DESCRIPTION OF THE TASK :: Give the data a second time, exactly and in full.

RECORDS ::
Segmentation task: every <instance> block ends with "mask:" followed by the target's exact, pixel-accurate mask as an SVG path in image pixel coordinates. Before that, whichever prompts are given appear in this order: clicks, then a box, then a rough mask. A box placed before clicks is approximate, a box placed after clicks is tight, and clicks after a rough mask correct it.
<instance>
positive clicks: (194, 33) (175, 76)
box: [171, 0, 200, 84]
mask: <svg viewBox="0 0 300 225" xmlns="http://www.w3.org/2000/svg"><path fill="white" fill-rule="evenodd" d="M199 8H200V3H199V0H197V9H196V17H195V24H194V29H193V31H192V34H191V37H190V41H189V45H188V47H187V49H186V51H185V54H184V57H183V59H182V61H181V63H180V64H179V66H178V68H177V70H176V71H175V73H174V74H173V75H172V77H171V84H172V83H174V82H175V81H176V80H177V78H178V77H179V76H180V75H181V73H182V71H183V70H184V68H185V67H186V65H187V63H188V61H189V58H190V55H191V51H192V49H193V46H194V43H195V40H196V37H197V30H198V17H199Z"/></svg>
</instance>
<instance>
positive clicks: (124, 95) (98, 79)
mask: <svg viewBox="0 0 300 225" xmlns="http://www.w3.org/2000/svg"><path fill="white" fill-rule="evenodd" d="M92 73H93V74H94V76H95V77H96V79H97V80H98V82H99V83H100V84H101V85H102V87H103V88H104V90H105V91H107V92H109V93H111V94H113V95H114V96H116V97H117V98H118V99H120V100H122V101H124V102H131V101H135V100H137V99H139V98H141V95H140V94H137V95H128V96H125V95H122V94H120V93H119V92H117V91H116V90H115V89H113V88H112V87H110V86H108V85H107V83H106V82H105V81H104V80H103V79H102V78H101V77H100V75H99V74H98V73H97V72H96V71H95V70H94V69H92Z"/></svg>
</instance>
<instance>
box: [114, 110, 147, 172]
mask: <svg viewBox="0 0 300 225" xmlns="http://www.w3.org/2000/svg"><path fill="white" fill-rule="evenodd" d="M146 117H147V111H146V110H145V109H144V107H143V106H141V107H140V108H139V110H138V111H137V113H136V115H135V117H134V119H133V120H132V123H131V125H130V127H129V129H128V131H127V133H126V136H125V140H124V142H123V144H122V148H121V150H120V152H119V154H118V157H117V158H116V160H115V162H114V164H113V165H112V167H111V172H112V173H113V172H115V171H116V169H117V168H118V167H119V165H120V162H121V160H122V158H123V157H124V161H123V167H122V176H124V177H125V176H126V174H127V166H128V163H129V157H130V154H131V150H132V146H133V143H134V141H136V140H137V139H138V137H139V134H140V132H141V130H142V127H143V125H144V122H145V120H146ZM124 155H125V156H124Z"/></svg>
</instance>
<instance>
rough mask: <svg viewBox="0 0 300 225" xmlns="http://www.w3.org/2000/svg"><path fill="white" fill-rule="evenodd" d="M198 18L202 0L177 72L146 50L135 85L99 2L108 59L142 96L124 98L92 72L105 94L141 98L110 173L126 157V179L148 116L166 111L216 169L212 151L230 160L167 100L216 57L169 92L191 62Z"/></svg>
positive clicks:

EXERCISE ANSWER ::
Segmentation task: every <instance> block ends with "mask:" followed by the target's exact, pixel-accurate mask as an SVG path in image pixel coordinates. Before that, whichever prompts are given appear in this order: clicks, then a box, then a rough mask. A box placed before clicks is approximate, a box placed after clicks is tight, and clicks after a rough mask correct it.
<instance>
positive clicks: (194, 33) (175, 76)
box: [171, 0, 200, 84]
mask: <svg viewBox="0 0 300 225" xmlns="http://www.w3.org/2000/svg"><path fill="white" fill-rule="evenodd" d="M199 8H200V3H199V0H197V9H196V17H195V24H194V29H193V31H192V34H191V37H190V41H189V45H188V47H187V49H186V51H185V54H184V57H183V59H182V61H181V63H180V64H179V66H178V68H177V70H176V71H175V73H174V74H173V75H172V77H171V84H172V83H174V82H175V81H176V80H177V78H178V77H179V76H180V75H181V73H182V71H183V70H184V68H185V67H186V65H187V63H188V61H189V58H190V55H191V51H192V49H193V46H194V43H195V40H196V37H197V30H198V17H199Z"/></svg>
</instance>
<instance>
positive clicks: (124, 95) (98, 79)
mask: <svg viewBox="0 0 300 225" xmlns="http://www.w3.org/2000/svg"><path fill="white" fill-rule="evenodd" d="M92 73H93V74H94V76H95V77H96V79H97V80H98V82H99V83H100V84H101V85H102V87H103V88H104V90H105V91H107V92H109V93H111V94H113V95H114V96H116V97H117V98H118V99H120V100H122V101H124V102H131V101H135V100H137V99H139V98H141V95H140V94H137V95H128V96H125V95H122V94H120V93H119V92H117V91H116V90H115V89H113V88H112V87H110V86H108V85H107V83H106V82H105V81H104V80H103V79H102V78H101V77H100V75H99V74H98V73H97V72H96V71H95V70H94V69H92Z"/></svg>
</instance>
<instance>
box: [114, 110, 147, 172]
mask: <svg viewBox="0 0 300 225" xmlns="http://www.w3.org/2000/svg"><path fill="white" fill-rule="evenodd" d="M146 117H147V111H146V110H145V109H144V107H143V106H141V107H140V108H139V110H138V111H137V113H136V115H135V117H134V119H133V120H132V123H131V125H130V127H129V129H128V131H127V133H126V136H125V140H124V142H123V144H122V148H121V150H120V152H119V154H118V157H117V158H116V160H115V162H114V164H113V165H112V167H111V172H112V173H113V172H115V171H116V169H117V168H118V167H119V165H120V162H121V160H122V158H123V157H124V161H123V167H122V176H124V177H125V176H126V174H127V166H128V163H129V157H130V154H131V150H132V146H133V143H134V141H136V140H137V139H138V137H139V134H140V132H141V130H142V127H143V125H144V122H145V120H146ZM124 155H125V156H124Z"/></svg>
</instance>
<instance>
rough mask: <svg viewBox="0 0 300 225" xmlns="http://www.w3.org/2000/svg"><path fill="white" fill-rule="evenodd" d="M198 18L202 0L177 72L146 50L135 85L99 2L108 59L142 96L124 98L92 72L105 94L141 98L110 173L126 157V179L148 116L166 111L216 169L212 151L230 160L167 100L216 57L169 92L191 62Z"/></svg>
positive clicks:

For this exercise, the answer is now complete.